> **WORK ORDER**
Write out each record exactly as given, but do not include the pictures.

> **MATERIAL SHOWN**
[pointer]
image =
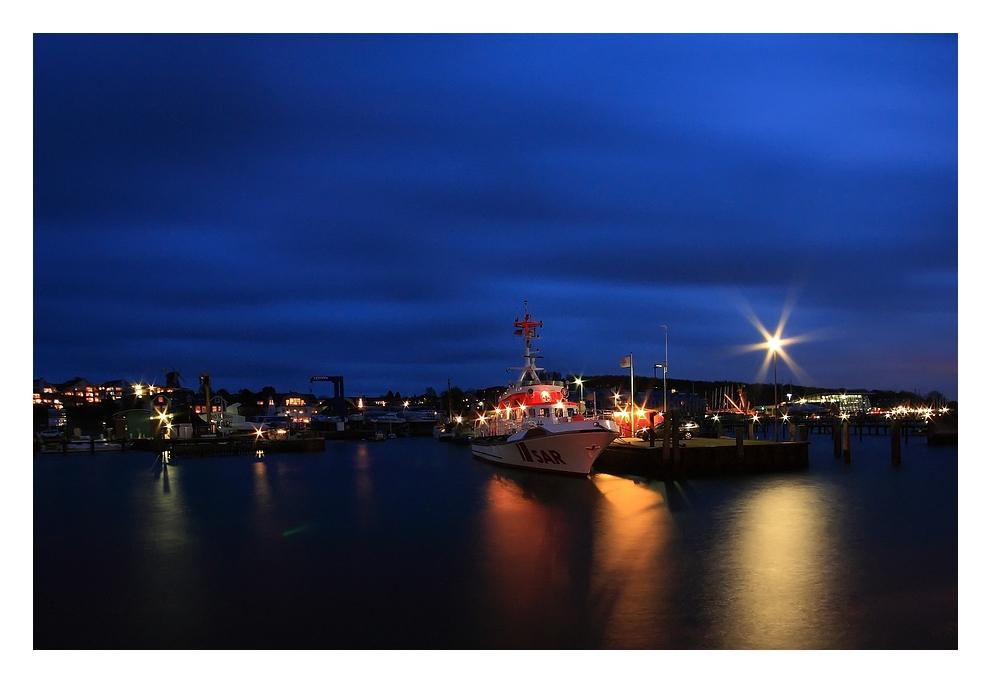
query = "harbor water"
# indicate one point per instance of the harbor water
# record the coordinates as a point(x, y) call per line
point(413, 544)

> **RESPONSE TO THIS EXERCISE**
[pointer]
image =
query = "harbor water"
# indicate one point per instance of the harbor water
# record the coordinates as a point(x, y) call per line
point(413, 544)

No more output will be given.